Dissatisfied, the Appellant noted an appeal under reference LC/H/274/24. At the hearing on 14 May 2024, the Appellant raised a preliminary point that the Respondent had filed a fatally defective Notice of Response. The court upheld the preliminary point, granted the appeal and set aside the determination of the Designated Agent, substituting it with an order dismissing the Respondent’s claim.

Subsequently, the Respondent filed a composite application seeking condonation to rectify the defective Notice of Response as well as rescission of the default order granted by the court on 14 May 2024. In a judgment delivered on 1 July 2025 (Judgment Reference LC/H//H/ 235/25), the court granted the application, allowing condonation and rescission of the default judgment. Leave was granted to the Respondent to rectify the Notice of Response. The court further ordered that the appeal proceed to be heard and determined on the merits.

GROUNDS OF APPEAL

The Appellant challenges the determination on the following three grounds:

The Designated Agent erred at law having found that it was common cause that the employment contract was terminated by mutual consent of the parties, he contradicted himself in further finding that the expense payment voucher did not amount to the mutual separation agreement.

..........

■ **PROMPT A**
Copy out, word for word, the rows about the green flower bud and the pale pink flower, including their coordinate lists.
The rows below have no connection to the appeal passage.

..........

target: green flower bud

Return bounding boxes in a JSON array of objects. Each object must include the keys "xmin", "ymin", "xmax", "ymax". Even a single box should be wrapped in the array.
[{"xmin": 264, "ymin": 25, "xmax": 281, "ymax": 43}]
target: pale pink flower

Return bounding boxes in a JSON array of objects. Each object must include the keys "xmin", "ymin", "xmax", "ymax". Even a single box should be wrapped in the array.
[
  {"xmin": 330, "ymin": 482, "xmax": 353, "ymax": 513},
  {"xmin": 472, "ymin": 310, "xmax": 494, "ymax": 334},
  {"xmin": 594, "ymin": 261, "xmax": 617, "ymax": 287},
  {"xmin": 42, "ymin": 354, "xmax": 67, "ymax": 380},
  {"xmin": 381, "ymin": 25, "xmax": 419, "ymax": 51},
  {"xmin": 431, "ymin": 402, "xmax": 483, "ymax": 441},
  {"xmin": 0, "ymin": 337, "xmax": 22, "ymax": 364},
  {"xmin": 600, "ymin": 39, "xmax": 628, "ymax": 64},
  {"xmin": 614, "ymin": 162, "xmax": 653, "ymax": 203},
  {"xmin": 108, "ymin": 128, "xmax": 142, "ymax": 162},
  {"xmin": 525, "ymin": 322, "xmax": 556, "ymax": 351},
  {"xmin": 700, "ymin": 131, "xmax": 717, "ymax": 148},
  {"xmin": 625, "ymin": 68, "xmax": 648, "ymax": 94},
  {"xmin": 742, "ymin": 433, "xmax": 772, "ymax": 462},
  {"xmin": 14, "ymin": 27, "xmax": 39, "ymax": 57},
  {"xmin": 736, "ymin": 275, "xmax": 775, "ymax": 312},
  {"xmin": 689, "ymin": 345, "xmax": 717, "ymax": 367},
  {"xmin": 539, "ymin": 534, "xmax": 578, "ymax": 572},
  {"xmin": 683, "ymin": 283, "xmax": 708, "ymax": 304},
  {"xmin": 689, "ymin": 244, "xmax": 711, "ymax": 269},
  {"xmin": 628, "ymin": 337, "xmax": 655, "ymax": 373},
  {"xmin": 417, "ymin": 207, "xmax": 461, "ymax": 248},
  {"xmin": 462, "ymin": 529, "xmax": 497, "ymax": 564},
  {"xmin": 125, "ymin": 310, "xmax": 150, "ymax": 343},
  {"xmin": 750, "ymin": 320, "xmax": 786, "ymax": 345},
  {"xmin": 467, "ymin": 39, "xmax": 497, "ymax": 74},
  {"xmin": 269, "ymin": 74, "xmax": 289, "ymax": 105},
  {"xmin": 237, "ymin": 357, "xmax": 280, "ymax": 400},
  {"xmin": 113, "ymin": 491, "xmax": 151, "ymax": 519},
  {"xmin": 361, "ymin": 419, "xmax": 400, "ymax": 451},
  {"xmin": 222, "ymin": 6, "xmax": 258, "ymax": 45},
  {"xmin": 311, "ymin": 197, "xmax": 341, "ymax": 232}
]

..........

■ **PROMPT B**
Reproduce the appeal passage in full, character for character.

■ **TASK OUTPUT A**
target: green flower bud

Return bounding boxes in a JSON array of objects. Each object must include the keys "xmin", "ymin", "xmax", "ymax". Even a single box should be wrapped in the array.
[{"xmin": 264, "ymin": 25, "xmax": 281, "ymax": 43}]
target: pale pink flower

Return bounding boxes in a JSON array of objects. Each object must include the keys "xmin", "ymin", "xmax", "ymax". Even a single box should be wrapped in the array.
[
  {"xmin": 330, "ymin": 482, "xmax": 353, "ymax": 513},
  {"xmin": 472, "ymin": 310, "xmax": 494, "ymax": 334},
  {"xmin": 594, "ymin": 261, "xmax": 617, "ymax": 287},
  {"xmin": 42, "ymin": 354, "xmax": 67, "ymax": 380},
  {"xmin": 381, "ymin": 25, "xmax": 419, "ymax": 51},
  {"xmin": 431, "ymin": 402, "xmax": 483, "ymax": 441},
  {"xmin": 0, "ymin": 337, "xmax": 22, "ymax": 364},
  {"xmin": 600, "ymin": 39, "xmax": 628, "ymax": 64},
  {"xmin": 614, "ymin": 162, "xmax": 653, "ymax": 203},
  {"xmin": 108, "ymin": 128, "xmax": 142, "ymax": 162},
  {"xmin": 525, "ymin": 322, "xmax": 556, "ymax": 351},
  {"xmin": 700, "ymin": 131, "xmax": 717, "ymax": 148},
  {"xmin": 625, "ymin": 68, "xmax": 648, "ymax": 94},
  {"xmin": 742, "ymin": 433, "xmax": 772, "ymax": 462},
  {"xmin": 14, "ymin": 27, "xmax": 39, "ymax": 57},
  {"xmin": 736, "ymin": 275, "xmax": 775, "ymax": 312},
  {"xmin": 689, "ymin": 345, "xmax": 717, "ymax": 367},
  {"xmin": 539, "ymin": 534, "xmax": 578, "ymax": 572},
  {"xmin": 683, "ymin": 283, "xmax": 708, "ymax": 304},
  {"xmin": 689, "ymin": 244, "xmax": 711, "ymax": 269},
  {"xmin": 628, "ymin": 337, "xmax": 655, "ymax": 373},
  {"xmin": 417, "ymin": 207, "xmax": 461, "ymax": 248},
  {"xmin": 462, "ymin": 529, "xmax": 497, "ymax": 564},
  {"xmin": 125, "ymin": 310, "xmax": 150, "ymax": 343},
  {"xmin": 750, "ymin": 320, "xmax": 786, "ymax": 345},
  {"xmin": 467, "ymin": 39, "xmax": 497, "ymax": 74},
  {"xmin": 269, "ymin": 74, "xmax": 289, "ymax": 105},
  {"xmin": 237, "ymin": 357, "xmax": 280, "ymax": 400},
  {"xmin": 113, "ymin": 491, "xmax": 151, "ymax": 519},
  {"xmin": 361, "ymin": 419, "xmax": 400, "ymax": 451},
  {"xmin": 222, "ymin": 6, "xmax": 258, "ymax": 45},
  {"xmin": 311, "ymin": 197, "xmax": 341, "ymax": 232}
]

■ **TASK OUTPUT B**
Dissatisfied, the Appellant noted an appeal under reference LC/H/274/24. At the hearing on 14 May 2024, the Appellant raised a preliminary point that the Respondent had filed a fatally defective Notice of Response. The court upheld the preliminary point, granted the appeal and set aside the determination of the Designated Agent, substituting it with an order dismissing the Respondent’s claim.

Subsequently, the Respondent filed a composite application seeking condonation to rectify the defective Notice of Response as well as rescission of the default order granted by the court on 14 May 2024. In a judgment delivered on 1 July 2025 (Judgment Reference LC/H//H/ 235/25), the court granted the application, allowing condonation and rescission of the default judgment. Leave was granted to the Respondent to rectify the Notice of Response. The court further ordered that the appeal proceed to be heard and determined on the merits.

GROUNDS OF APPEAL

The Appellant challenges the determination on the following three grounds:

The Designated Agent erred at law having found that it was common cause that the employment contract was terminated by mutual consent of the parties, he contradicted himself in further finding that the expense payment voucher did not amount to the mutual separation agreement.